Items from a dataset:
━━━━━━━━━━━━━━━━━━━━━━━━━━━━━━
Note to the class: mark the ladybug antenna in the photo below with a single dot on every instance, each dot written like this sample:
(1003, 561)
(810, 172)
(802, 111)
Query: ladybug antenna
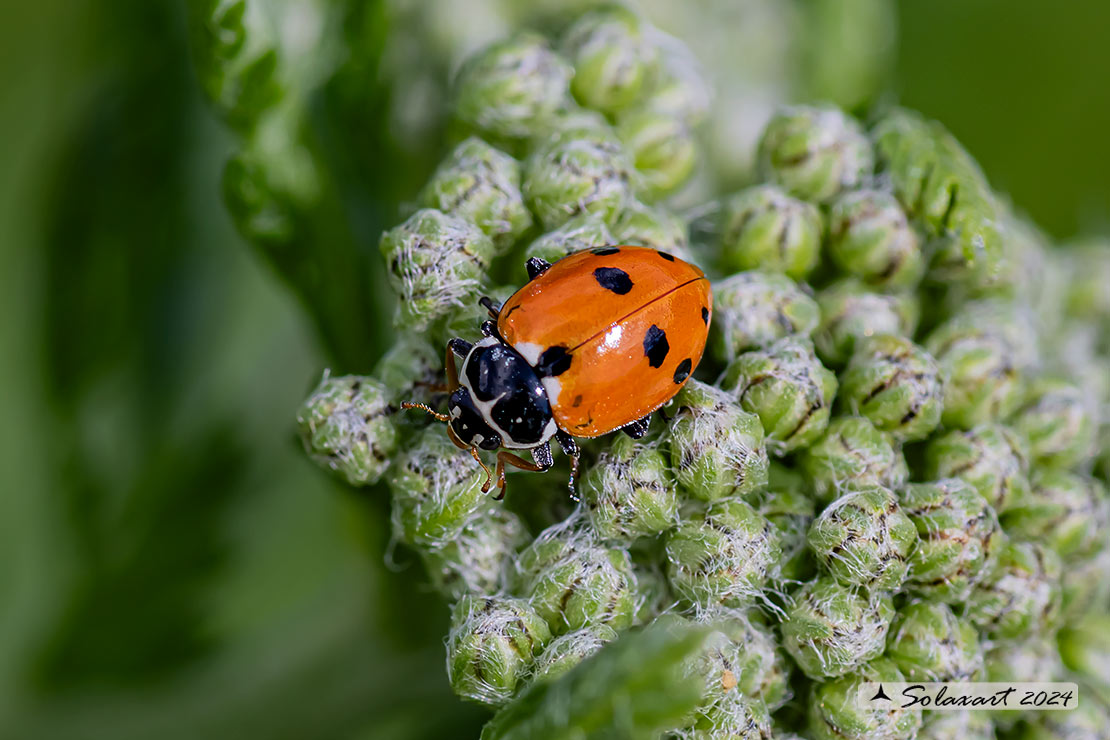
(427, 409)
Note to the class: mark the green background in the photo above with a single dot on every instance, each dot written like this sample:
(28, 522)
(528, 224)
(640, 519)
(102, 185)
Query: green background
(171, 565)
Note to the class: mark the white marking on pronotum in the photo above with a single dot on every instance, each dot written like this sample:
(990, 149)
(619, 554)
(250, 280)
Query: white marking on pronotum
(552, 385)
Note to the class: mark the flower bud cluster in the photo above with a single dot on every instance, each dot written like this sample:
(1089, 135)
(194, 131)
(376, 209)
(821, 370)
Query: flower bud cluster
(878, 473)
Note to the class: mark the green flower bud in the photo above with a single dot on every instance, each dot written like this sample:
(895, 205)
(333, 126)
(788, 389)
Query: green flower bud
(436, 263)
(788, 388)
(864, 538)
(736, 717)
(837, 713)
(568, 175)
(513, 87)
(645, 225)
(850, 313)
(815, 152)
(464, 321)
(829, 628)
(1085, 587)
(959, 538)
(1021, 596)
(574, 581)
(1085, 648)
(716, 447)
(753, 310)
(566, 651)
(653, 592)
(791, 512)
(929, 642)
(938, 183)
(1088, 273)
(763, 227)
(981, 366)
(436, 490)
(613, 63)
(1065, 510)
(682, 89)
(1033, 659)
(345, 427)
(491, 647)
(851, 455)
(407, 371)
(582, 232)
(748, 658)
(957, 726)
(870, 236)
(990, 457)
(662, 148)
(631, 492)
(475, 561)
(481, 184)
(1087, 721)
(896, 384)
(724, 556)
(1058, 422)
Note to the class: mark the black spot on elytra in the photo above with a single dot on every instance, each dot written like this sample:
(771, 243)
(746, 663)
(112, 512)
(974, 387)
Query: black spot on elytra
(656, 346)
(613, 279)
(683, 371)
(555, 361)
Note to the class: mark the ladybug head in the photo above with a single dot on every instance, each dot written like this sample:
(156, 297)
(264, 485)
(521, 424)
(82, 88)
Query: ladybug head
(468, 423)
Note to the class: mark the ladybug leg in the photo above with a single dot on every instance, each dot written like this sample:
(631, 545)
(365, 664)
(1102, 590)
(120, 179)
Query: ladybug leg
(490, 328)
(637, 428)
(504, 458)
(569, 448)
(543, 456)
(536, 267)
(492, 308)
(474, 454)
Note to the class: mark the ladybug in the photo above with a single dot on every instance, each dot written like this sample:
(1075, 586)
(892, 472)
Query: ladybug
(593, 343)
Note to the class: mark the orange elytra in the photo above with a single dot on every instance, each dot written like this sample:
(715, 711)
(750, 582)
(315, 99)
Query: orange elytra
(594, 343)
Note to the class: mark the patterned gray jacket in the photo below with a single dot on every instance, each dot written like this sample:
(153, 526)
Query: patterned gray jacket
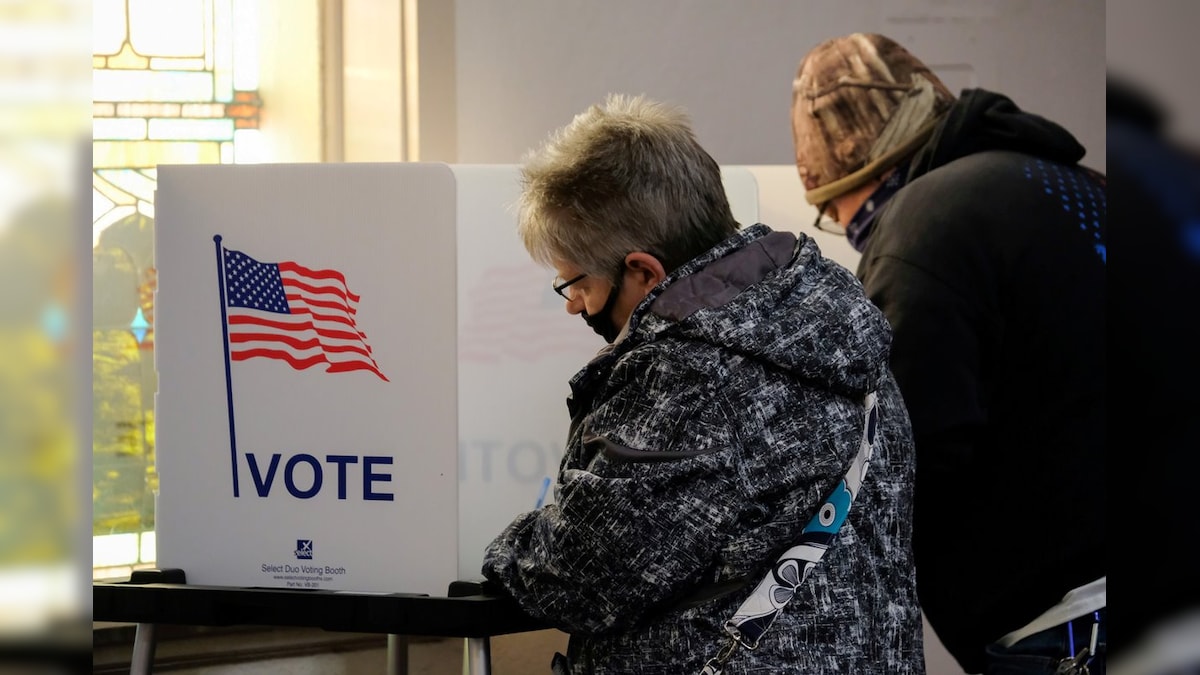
(701, 443)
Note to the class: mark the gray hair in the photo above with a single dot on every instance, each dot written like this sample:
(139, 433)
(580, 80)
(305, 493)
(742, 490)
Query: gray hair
(623, 177)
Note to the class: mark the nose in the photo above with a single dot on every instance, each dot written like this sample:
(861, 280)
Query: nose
(574, 304)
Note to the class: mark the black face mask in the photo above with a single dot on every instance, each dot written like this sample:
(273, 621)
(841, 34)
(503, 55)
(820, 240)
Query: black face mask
(601, 322)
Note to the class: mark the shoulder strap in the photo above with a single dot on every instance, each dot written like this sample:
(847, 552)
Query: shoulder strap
(778, 587)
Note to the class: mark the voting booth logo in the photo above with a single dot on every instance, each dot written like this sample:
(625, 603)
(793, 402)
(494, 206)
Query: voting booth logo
(305, 318)
(304, 549)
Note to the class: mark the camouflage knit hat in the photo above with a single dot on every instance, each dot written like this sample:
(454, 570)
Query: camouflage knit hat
(859, 103)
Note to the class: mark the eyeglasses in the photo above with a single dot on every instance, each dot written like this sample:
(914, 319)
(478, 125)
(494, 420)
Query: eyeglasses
(561, 286)
(827, 225)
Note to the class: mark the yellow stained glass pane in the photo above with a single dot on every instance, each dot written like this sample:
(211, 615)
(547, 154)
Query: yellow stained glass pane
(167, 28)
(129, 59)
(132, 181)
(119, 129)
(222, 49)
(117, 154)
(163, 64)
(148, 85)
(107, 27)
(111, 192)
(191, 130)
(148, 109)
(203, 111)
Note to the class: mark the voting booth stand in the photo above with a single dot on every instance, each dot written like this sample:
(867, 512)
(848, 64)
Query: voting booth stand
(361, 381)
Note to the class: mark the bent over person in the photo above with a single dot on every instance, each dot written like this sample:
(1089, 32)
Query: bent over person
(718, 438)
(983, 240)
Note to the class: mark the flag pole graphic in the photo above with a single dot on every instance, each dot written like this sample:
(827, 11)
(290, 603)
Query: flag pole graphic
(225, 335)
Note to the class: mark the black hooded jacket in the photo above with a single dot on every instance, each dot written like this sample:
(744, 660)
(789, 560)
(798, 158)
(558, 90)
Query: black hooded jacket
(990, 267)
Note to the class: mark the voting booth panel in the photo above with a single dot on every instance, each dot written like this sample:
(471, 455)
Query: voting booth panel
(306, 354)
(363, 376)
(517, 348)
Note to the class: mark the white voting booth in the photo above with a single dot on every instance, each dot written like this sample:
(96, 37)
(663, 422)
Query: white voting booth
(361, 375)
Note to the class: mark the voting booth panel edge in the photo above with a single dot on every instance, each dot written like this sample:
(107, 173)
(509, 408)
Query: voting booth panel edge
(361, 375)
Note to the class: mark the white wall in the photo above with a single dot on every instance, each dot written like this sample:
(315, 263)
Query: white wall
(525, 67)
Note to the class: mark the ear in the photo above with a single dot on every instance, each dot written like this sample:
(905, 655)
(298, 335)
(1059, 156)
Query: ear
(645, 269)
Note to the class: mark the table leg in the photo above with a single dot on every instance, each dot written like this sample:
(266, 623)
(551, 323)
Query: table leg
(479, 656)
(142, 662)
(397, 655)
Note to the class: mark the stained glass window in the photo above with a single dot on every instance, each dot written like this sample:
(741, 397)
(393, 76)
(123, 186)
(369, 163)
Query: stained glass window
(173, 82)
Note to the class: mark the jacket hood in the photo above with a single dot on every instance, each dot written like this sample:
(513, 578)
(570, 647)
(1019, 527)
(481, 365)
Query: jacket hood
(773, 297)
(983, 120)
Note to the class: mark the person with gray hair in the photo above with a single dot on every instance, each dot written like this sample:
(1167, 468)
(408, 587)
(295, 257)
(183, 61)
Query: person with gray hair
(739, 422)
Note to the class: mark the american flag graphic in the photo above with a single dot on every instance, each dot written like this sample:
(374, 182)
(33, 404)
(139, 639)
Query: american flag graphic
(298, 315)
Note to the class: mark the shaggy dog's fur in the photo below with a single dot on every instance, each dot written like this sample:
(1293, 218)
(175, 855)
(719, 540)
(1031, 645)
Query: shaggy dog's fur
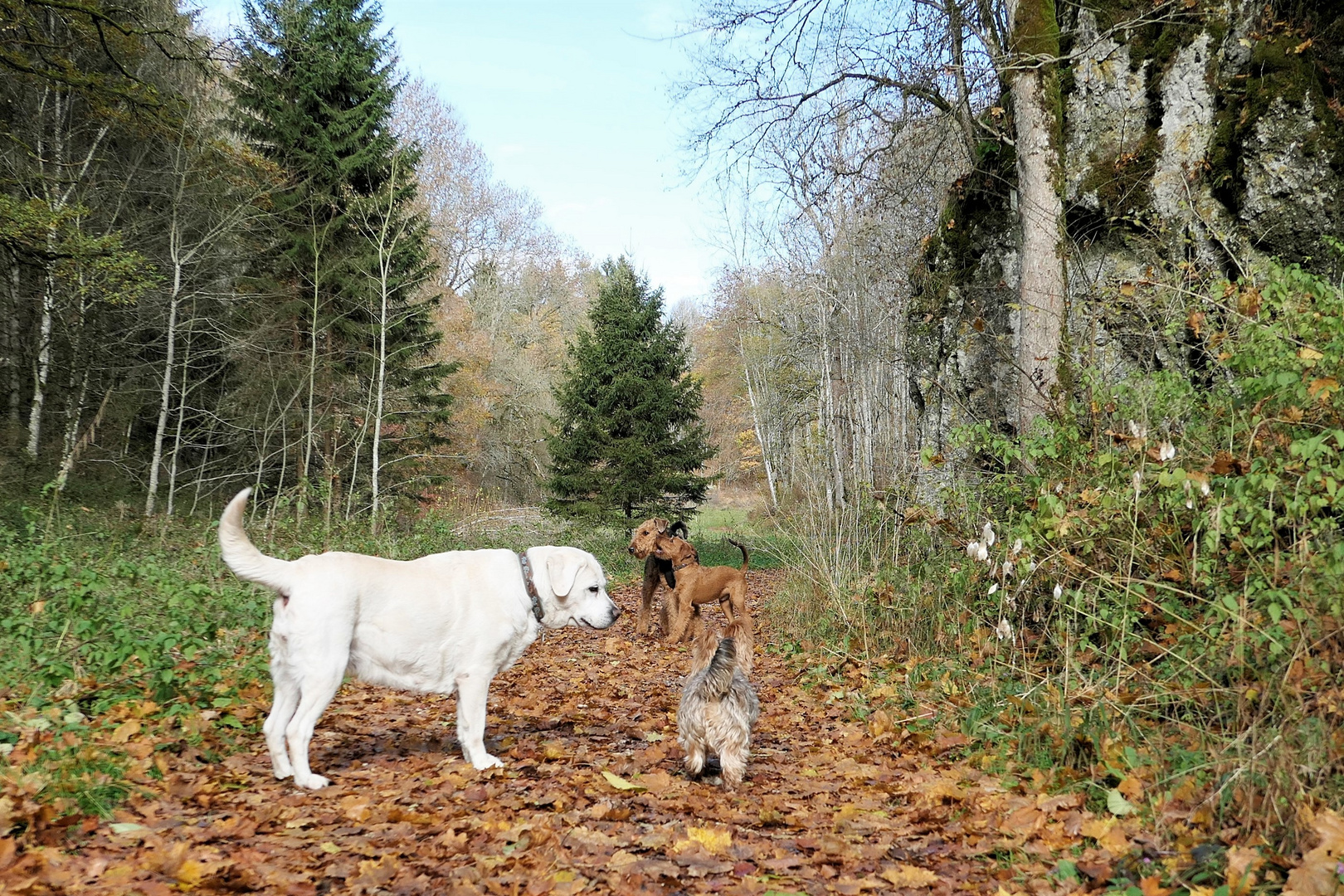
(718, 704)
(440, 624)
(696, 585)
(656, 570)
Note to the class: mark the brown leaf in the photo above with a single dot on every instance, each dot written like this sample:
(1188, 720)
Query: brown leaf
(1317, 874)
(1242, 864)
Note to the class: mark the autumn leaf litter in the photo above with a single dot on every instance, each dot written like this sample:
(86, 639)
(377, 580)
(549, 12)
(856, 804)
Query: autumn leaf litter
(592, 800)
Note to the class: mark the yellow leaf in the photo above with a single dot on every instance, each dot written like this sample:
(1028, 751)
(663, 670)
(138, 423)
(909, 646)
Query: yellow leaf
(1114, 840)
(1097, 828)
(125, 731)
(902, 874)
(190, 874)
(1317, 874)
(1242, 864)
(621, 783)
(1322, 387)
(717, 840)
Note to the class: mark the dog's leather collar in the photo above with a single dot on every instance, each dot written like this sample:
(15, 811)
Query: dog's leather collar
(531, 586)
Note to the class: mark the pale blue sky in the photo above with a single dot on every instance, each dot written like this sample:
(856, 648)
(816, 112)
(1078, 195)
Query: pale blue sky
(570, 101)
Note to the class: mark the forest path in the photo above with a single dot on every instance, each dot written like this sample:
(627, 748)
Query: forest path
(827, 807)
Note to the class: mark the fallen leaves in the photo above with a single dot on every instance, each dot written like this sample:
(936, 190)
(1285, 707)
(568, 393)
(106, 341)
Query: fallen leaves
(1317, 874)
(592, 798)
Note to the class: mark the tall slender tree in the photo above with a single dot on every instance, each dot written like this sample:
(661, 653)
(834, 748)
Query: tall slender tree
(628, 437)
(316, 88)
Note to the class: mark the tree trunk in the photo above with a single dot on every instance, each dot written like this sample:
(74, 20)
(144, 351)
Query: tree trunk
(164, 395)
(182, 411)
(12, 355)
(1036, 119)
(43, 373)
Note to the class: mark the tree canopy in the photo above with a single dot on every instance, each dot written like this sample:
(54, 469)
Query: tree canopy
(628, 437)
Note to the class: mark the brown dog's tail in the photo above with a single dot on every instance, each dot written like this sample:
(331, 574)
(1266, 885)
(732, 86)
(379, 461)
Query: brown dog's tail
(242, 555)
(746, 558)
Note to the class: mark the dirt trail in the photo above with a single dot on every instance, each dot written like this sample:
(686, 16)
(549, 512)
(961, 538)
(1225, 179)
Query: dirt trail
(592, 800)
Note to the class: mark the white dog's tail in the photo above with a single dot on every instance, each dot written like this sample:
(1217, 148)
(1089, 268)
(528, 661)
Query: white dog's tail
(242, 555)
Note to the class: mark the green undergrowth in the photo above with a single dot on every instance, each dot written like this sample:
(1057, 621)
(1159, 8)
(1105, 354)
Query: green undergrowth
(1161, 601)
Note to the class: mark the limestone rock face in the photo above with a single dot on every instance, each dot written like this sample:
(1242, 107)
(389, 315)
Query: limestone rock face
(1191, 147)
(1292, 186)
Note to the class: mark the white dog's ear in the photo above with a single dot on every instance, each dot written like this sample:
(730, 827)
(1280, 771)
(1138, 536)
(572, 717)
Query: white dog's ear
(562, 572)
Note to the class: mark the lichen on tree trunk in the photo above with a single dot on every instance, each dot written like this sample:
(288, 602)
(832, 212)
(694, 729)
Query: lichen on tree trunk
(1034, 80)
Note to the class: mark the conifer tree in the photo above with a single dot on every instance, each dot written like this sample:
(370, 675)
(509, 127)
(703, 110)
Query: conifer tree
(316, 86)
(628, 437)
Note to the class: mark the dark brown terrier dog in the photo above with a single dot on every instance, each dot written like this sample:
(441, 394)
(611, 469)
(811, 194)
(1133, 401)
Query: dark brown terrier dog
(655, 568)
(700, 585)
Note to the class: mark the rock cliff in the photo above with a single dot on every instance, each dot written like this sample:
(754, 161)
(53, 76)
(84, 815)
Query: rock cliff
(1198, 139)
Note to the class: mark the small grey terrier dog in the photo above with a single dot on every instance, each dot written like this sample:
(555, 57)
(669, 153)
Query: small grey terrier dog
(718, 704)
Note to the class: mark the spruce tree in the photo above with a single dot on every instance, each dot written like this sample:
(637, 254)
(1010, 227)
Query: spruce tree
(314, 86)
(628, 437)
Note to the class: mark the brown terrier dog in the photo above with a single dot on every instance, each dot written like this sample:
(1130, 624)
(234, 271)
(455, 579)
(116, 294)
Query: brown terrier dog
(700, 585)
(655, 568)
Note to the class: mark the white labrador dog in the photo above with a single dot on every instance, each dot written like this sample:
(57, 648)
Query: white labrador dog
(440, 624)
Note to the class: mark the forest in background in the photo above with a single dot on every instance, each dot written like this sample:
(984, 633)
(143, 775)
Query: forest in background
(197, 299)
(1129, 574)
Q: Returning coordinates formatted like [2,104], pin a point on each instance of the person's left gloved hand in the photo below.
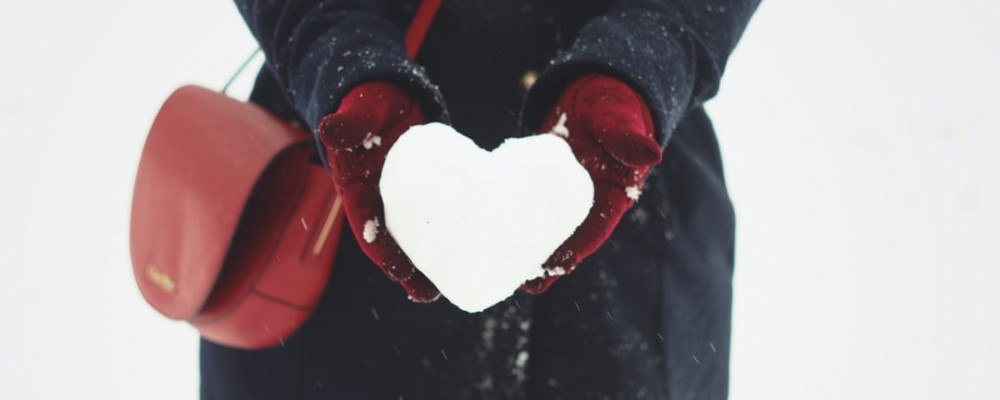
━━━━━━━━━━━━━━━━━━━━━━━━━━━━━━
# YOUR TASK
Please pull out every line of the items above that contains the word "window", and copy each such line in full.

# FULL OUTPUT
Note to the class: mark the stained glass window in the photo above with a single dot on every instance, each dot written like this sample:
Query: stained glass window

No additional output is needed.